- Provided information -
--------------------------------

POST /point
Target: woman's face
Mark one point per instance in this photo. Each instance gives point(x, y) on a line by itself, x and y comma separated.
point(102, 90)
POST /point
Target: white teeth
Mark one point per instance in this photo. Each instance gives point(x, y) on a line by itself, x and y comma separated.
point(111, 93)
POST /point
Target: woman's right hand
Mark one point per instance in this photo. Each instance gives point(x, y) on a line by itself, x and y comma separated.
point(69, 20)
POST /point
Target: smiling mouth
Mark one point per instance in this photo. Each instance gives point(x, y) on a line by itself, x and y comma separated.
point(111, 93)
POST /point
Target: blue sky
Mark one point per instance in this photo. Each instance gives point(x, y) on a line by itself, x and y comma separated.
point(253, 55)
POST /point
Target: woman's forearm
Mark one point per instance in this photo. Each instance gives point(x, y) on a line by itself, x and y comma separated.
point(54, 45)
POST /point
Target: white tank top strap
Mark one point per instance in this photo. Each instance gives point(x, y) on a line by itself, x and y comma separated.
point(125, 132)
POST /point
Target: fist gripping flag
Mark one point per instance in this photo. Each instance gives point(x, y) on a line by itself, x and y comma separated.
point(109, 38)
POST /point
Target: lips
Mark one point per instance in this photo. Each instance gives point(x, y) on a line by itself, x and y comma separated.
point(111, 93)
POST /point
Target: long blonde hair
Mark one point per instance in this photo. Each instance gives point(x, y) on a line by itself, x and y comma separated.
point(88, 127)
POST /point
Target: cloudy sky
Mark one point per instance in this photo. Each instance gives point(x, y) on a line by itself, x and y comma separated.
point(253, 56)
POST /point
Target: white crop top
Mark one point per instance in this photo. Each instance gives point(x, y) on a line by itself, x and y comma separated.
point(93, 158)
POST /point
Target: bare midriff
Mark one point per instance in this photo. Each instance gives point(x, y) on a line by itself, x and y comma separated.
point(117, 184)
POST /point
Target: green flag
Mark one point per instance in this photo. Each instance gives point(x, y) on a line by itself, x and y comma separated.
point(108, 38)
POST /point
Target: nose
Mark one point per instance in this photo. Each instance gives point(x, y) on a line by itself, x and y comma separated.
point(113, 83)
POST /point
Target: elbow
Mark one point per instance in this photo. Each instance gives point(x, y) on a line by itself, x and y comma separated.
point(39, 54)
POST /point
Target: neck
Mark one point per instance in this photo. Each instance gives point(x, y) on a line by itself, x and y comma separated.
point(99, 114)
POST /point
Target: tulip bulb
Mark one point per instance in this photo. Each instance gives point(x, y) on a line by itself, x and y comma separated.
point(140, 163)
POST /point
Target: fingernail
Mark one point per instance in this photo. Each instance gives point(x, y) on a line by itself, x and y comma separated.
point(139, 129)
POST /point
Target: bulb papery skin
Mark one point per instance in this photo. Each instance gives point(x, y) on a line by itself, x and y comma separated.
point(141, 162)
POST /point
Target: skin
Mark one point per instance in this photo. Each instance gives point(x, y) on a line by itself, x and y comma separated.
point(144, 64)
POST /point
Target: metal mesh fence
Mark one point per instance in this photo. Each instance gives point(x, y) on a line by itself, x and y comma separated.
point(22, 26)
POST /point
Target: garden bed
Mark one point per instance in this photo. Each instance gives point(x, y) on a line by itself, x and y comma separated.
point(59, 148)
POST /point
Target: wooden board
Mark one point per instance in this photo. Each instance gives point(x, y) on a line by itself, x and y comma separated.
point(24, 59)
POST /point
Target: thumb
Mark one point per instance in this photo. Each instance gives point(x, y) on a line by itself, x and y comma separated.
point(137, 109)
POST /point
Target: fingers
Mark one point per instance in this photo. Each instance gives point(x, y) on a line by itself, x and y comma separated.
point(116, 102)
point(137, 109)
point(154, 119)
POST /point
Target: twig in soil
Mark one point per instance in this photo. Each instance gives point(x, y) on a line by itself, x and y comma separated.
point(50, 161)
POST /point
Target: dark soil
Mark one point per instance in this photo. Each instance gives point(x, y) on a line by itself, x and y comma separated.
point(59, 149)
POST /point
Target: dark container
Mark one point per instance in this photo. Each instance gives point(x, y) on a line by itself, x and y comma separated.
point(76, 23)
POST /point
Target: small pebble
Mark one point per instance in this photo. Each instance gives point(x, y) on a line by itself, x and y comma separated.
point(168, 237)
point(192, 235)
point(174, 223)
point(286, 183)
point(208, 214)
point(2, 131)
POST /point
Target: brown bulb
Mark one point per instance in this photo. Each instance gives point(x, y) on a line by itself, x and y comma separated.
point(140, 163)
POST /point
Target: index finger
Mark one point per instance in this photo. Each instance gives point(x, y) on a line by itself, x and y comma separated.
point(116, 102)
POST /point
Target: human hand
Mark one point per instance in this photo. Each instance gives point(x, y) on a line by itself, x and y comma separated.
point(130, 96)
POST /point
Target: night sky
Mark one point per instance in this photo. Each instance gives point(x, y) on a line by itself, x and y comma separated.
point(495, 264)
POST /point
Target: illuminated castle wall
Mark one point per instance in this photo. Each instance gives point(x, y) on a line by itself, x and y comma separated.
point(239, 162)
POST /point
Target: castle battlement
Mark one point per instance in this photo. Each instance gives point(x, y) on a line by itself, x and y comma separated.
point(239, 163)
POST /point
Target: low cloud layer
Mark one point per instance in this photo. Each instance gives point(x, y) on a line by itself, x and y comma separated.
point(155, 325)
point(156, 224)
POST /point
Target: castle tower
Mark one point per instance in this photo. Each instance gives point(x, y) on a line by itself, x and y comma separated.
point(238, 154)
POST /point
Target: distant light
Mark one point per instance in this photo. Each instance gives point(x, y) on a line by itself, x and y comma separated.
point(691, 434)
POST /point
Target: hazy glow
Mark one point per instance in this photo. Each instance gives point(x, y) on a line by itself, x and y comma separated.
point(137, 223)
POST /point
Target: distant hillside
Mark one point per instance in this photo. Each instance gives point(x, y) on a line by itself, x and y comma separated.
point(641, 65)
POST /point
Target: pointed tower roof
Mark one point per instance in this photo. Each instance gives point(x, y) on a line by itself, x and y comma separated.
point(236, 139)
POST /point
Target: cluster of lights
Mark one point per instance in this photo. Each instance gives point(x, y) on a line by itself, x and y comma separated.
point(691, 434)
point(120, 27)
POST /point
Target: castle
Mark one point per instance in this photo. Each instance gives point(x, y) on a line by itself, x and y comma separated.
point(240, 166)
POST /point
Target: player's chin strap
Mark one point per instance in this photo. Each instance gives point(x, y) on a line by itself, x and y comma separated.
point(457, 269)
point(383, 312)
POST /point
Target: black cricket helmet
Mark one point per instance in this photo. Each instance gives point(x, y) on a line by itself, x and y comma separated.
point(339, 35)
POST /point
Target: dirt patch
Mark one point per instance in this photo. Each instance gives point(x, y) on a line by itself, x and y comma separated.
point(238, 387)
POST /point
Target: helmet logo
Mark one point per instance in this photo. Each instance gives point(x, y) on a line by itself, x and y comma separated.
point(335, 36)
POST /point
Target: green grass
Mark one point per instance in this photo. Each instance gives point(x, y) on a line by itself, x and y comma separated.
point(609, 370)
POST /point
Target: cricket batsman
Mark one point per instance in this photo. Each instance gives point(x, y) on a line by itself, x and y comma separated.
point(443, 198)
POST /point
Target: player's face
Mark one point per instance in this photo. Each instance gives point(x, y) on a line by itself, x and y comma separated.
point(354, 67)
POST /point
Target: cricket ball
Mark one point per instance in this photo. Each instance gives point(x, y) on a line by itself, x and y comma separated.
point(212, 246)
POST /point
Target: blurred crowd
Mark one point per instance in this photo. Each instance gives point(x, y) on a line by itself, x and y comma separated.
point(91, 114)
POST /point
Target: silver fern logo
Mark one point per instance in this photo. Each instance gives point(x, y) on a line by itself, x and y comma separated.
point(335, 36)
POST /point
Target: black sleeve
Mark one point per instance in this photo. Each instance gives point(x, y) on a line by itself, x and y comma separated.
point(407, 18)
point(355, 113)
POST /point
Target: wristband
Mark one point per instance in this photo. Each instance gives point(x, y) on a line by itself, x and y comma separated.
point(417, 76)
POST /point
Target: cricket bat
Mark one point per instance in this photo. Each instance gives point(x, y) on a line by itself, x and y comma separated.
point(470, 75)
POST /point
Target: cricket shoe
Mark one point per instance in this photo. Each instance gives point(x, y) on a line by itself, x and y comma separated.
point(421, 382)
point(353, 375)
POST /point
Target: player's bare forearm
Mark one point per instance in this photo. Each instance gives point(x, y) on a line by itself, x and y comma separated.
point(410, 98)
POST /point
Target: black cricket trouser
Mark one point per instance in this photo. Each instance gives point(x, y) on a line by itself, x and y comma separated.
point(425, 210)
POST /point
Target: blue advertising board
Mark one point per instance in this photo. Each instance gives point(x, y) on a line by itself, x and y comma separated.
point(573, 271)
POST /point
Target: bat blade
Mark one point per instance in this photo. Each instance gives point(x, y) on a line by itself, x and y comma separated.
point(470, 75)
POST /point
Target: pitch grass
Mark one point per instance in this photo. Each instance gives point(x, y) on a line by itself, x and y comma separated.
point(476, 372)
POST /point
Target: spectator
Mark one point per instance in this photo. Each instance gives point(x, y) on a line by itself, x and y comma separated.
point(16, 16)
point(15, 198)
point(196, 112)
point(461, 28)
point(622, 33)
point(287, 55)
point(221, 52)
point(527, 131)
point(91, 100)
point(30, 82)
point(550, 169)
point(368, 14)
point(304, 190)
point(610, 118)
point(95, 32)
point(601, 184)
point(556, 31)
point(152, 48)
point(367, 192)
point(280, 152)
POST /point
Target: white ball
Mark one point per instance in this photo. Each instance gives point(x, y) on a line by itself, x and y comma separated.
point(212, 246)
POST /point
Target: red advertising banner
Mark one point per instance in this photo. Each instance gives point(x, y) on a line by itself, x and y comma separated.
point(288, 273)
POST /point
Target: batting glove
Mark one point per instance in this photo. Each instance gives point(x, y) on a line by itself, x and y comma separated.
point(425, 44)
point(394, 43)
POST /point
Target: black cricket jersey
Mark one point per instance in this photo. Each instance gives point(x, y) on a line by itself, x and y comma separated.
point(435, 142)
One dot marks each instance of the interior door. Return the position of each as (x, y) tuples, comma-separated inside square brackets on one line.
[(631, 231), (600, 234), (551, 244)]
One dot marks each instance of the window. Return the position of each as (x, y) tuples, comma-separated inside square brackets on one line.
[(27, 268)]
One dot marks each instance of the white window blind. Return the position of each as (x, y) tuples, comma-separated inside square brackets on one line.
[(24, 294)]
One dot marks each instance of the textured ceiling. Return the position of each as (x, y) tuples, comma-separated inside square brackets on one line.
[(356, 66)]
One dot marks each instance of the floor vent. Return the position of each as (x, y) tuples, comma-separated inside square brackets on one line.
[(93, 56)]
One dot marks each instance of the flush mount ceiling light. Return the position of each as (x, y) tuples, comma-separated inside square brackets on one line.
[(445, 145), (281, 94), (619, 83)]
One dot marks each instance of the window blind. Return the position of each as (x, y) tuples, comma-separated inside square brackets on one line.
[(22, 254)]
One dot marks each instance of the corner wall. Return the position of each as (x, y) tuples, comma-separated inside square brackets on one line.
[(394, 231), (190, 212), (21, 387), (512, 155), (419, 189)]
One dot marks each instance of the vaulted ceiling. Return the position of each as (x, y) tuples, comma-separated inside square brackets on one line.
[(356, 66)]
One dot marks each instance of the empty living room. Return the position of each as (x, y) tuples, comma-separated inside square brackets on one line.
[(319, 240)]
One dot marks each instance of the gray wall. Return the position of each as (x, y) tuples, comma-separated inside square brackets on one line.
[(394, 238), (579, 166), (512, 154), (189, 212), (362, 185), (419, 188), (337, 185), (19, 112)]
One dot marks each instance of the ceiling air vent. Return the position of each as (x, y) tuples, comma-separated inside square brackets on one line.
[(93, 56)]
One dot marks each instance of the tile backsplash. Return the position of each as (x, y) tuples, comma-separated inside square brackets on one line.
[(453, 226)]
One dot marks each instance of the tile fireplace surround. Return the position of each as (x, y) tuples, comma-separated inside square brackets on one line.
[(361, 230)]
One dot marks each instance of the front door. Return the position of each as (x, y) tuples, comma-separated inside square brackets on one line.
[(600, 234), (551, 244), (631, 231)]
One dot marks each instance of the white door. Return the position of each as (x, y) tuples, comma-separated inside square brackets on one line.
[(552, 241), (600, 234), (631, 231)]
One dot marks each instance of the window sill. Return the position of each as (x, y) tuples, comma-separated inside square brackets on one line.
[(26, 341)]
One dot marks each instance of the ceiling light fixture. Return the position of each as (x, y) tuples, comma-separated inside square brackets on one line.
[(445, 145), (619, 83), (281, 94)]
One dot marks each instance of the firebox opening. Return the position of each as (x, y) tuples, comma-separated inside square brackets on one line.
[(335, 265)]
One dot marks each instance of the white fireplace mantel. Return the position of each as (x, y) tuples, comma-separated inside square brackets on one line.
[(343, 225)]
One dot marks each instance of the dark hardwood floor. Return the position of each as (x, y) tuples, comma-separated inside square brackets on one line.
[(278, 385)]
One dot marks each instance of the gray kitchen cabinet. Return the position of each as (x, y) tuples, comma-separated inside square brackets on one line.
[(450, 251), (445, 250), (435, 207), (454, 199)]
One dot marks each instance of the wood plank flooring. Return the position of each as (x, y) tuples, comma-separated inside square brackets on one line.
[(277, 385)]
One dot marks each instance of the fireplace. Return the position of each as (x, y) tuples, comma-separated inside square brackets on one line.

--------------------------------

- About this exercise -
Would you print exactly and only the lines of the material above that run from the line with "Target: castle battlement" through the line with "Target: dirt patch", both included?

- Exercise output -
Target: castle battlement
Mark one point per instance in this photo. Each instance gives point(x, y) on a line by itself, x and y comma separated.
point(239, 163)
POST /point
Target: low cloud layer
Mark one point per instance in this photo. Each instance gives point(x, y) on a line by itself, x and y comma separated.
point(155, 325)
point(156, 224)
POST /point
Target: castle tower
Mark one point per instance in this photo. Each instance gives point(x, y) on a line by itself, x and y comma separated.
point(238, 154)
POST /point
Target: distant light
Mark one point per instance in this photo. Each instance gives point(x, y) on a line by itself, x and y comma separated.
point(691, 434)
POST /point
Target: hazy glow
Mark one point per instance in this photo. Each instance gives point(x, y) on a line by itself, x and y comma separated.
point(137, 223)
POST /point
Target: distant hillside
Mark one point per instance in this photo. Each instance gives point(x, y) on a line by itself, x and y comma separated.
point(641, 65)
POST /point
Target: pointed tower roof
Mark one point per instance in this photo. Each instance gives point(x, y) on a line by itself, x and y comma separated.
point(236, 139)
POST /point
Target: cluster of lights
Mark one point per instance in this photo. Each instance gives point(x, y) on a line by itself, x and y comma separated.
point(691, 434)
point(120, 27)
POST /point
Target: castle
Mark one point per instance in this photo. Each instance gives point(x, y) on a line by itself, x and y comma separated.
point(240, 166)
POST /point
Target: player's chin strap
Mark one point per instance in this photo. Each instance gives point(x, y) on a line by itself, x and y comma separated.
point(457, 269)
point(383, 312)
POST /point
Target: black cricket helmet
Mark one point per instance in this photo. Each instance gives point(x, y) on a line by itself, x and y comma separated.
point(339, 35)
POST /point
Target: dirt patch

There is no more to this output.